═══ GIVEN RECORDS

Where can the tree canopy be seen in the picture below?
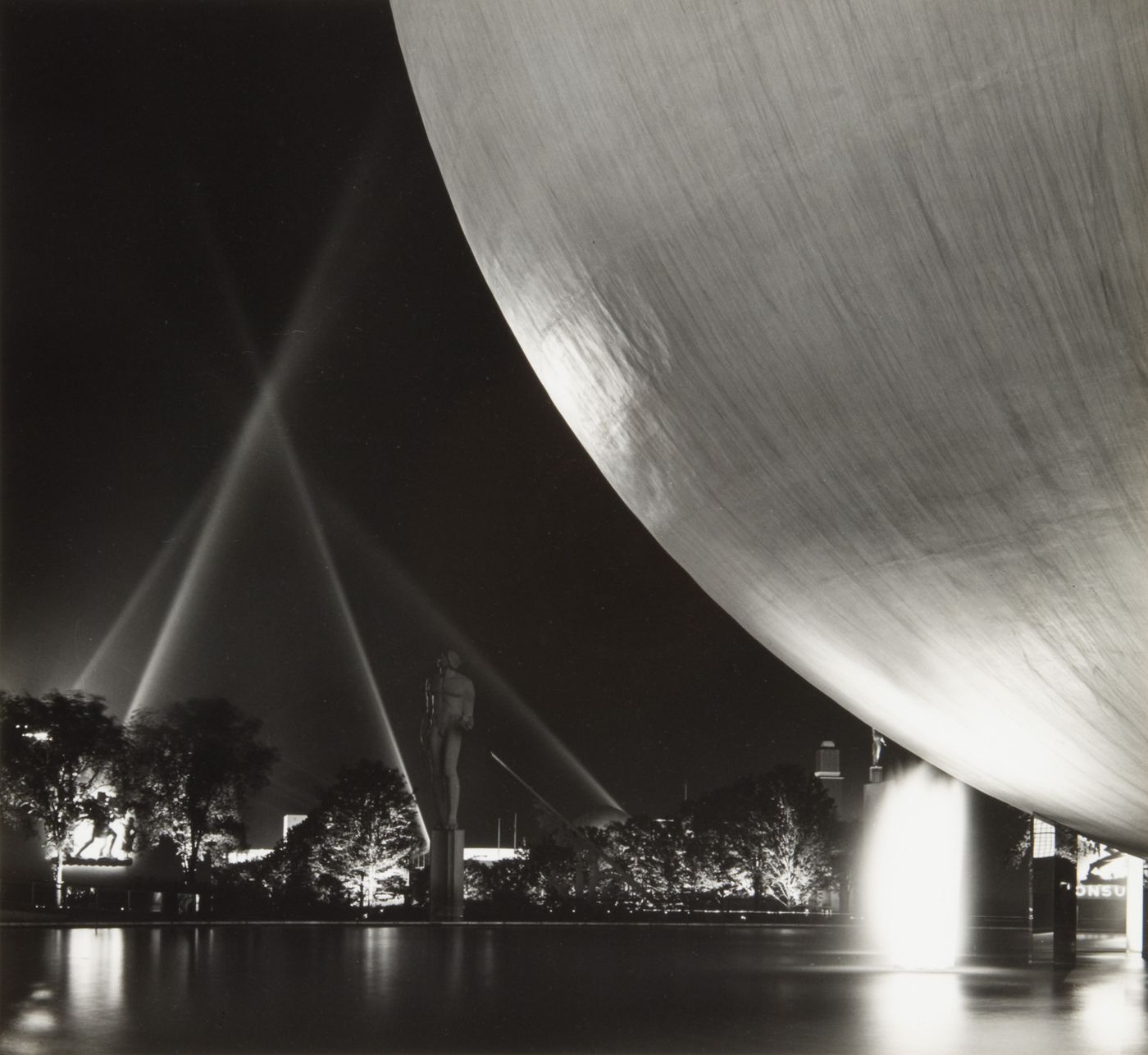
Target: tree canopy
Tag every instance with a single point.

══════
═══ GIVEN RECORDS

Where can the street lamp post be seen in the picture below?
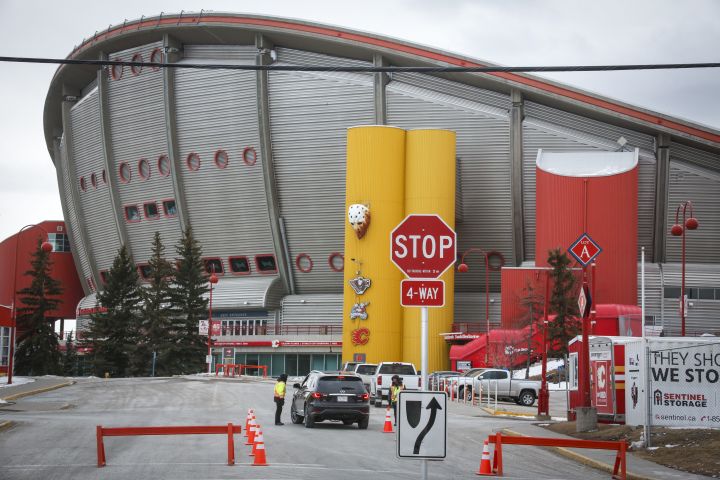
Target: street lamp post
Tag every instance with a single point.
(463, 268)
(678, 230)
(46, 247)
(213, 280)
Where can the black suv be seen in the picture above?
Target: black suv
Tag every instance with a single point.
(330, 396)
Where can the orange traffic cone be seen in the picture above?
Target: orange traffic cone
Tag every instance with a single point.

══════
═══ GIVEN RECORDS

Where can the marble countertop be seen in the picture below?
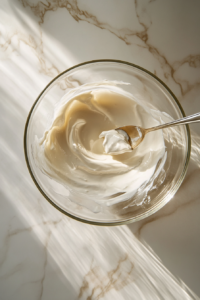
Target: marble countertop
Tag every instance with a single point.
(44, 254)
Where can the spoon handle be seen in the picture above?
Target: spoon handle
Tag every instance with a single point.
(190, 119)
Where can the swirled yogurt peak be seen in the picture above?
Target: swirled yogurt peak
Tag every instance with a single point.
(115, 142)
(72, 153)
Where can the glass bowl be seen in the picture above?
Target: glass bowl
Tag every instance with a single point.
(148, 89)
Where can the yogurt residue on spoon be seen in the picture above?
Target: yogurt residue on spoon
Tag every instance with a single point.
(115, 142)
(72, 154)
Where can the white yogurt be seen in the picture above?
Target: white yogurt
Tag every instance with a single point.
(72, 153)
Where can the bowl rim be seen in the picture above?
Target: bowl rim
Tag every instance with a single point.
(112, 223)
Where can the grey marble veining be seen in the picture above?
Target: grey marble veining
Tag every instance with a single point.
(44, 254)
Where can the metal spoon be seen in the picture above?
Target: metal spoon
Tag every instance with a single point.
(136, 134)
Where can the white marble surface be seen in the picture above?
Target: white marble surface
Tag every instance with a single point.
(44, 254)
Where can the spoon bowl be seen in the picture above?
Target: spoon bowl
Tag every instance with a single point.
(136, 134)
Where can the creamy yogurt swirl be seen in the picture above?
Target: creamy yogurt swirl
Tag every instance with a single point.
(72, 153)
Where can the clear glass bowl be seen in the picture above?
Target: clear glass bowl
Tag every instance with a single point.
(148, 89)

══════

PROBLEM TO WORK ON: How many lines of the data above contain the string "bowl", with case counting? Reply with the number alone.

ANSWER TO THE PROBLEM: 8